§ **Problem 1**:
Reproduce the whole thread on Scala string concatenation word for word.

§ **Quoted passage**:
-------------------------

17

The JVM optimzes String concatenation with + and replaces it with a StringBuilder. This should be the same in Scala. But what happens if strings are concatenated with ++=?

var x = "x"
x ++= "y"
x ++= "z"

As far as I know this methods treats strings like char seqences, so even if the JVM would create a StringBuilder it would lead to many method calls, right? Would it be better to use a StringBuilder instead?

To what type is the String converted implicitly?

1
  • 2
    Can you unaccept my answer and pick either som-snytt or Rex Kerr? Commented Sep 2, 2014 at 21:24

2 Answers 2

16

There is a huge HUGE difference in time taken.

If you add strings repeatedly using += you do not optimize away the O(n^2) cost of creating incrementally longer strings. So for adding one or two you won't see a difference, but it doesn't scale; by the time you get to adding 100 (short) strings, using a StringBuilder is over 20x faster. (Precise data: 1.3 us vs. 27.1 us to add the string representations of the numbers 0 to 100; timings should be reproducible to about += 5% and of course are for my machine.)

-------------------------

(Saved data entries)
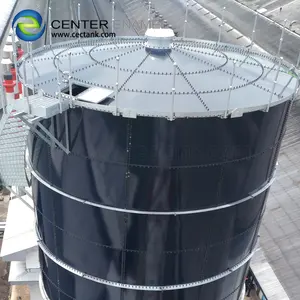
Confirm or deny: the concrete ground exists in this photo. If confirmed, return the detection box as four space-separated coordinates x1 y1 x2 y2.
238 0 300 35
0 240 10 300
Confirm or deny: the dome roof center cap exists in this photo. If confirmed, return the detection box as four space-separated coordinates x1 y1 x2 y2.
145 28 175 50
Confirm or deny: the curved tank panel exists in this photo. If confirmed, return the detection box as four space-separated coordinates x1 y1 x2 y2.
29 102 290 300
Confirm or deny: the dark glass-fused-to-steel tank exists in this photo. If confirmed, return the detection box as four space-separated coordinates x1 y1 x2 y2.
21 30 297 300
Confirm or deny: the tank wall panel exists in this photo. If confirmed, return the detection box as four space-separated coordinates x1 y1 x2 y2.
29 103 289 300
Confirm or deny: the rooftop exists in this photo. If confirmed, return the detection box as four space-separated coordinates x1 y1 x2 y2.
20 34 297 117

-------------------------

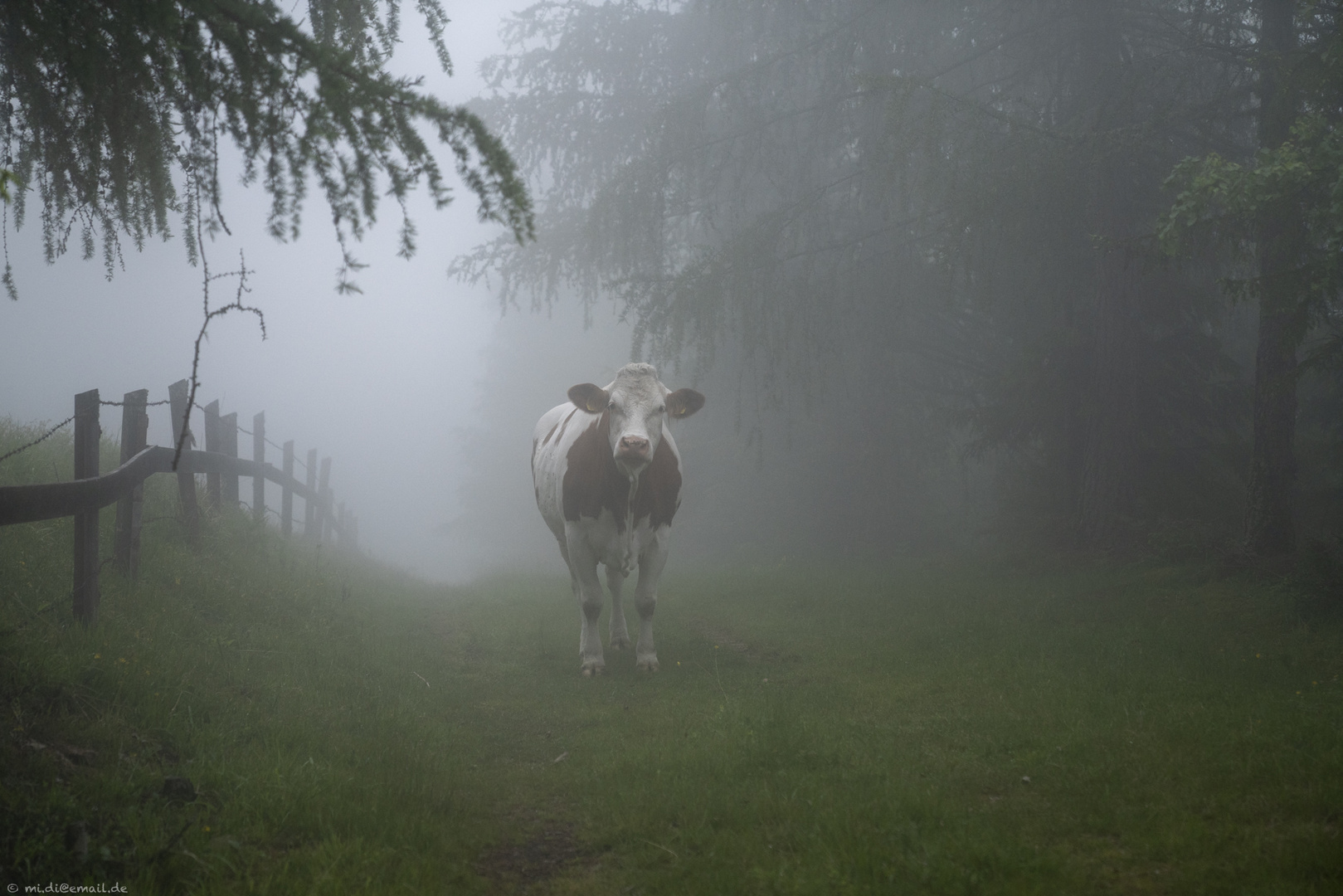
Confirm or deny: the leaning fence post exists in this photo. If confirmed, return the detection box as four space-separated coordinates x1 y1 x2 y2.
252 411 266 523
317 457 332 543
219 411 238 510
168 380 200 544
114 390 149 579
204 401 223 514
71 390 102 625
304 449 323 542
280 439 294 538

-------------------------

§ **Problem 2**:
In the entries, take the lines from the one with "Confirm or deny: the rooftop" up to and including the one with "20 34 297 117". Give them as a numbered list with blank lines left out.

§ **Output 1**:
17

The JVM optimzes String concatenation with + and replaces it with a StringBuilder. This should be the same in Scala. But what happens if strings are concatenated with ++=?

var x = "x"
x ++= "y"
x ++= "z"

As far as I know this methods treats strings like char seqences, so even if the JVM would create a StringBuilder it would lead to many method calls, right? Would it be better to use a StringBuilder instead?

To what type is the String converted implicitly?

1
  • 2
    Can you unaccept my answer and pick either som-snytt or Rex Kerr? Commented Sep 2, 2014 at 21:24

2 Answers 2

16

There is a huge HUGE difference in time taken.

If you add strings repeatedly using += you do not optimize away the O(n^2) cost of creating incrementally longer strings. So for adding one or two you won't see a difference, but it doesn't scale; by the time you get to adding 100 (short) strings, using a StringBuilder is over 20x faster. (Precise data: 1.3 us vs. 27.1 us to add the string representations of the numbers 0 to 100; timings should be reproducible to about += 5% and of course are for my machine.)

§ **Output 2**:
1. Confirm or deny: the rooftop exists in this photo. If confirmed, return the detection box as four space-separated coordinates x1 y1 x2 y2.
2. 20 34 297 117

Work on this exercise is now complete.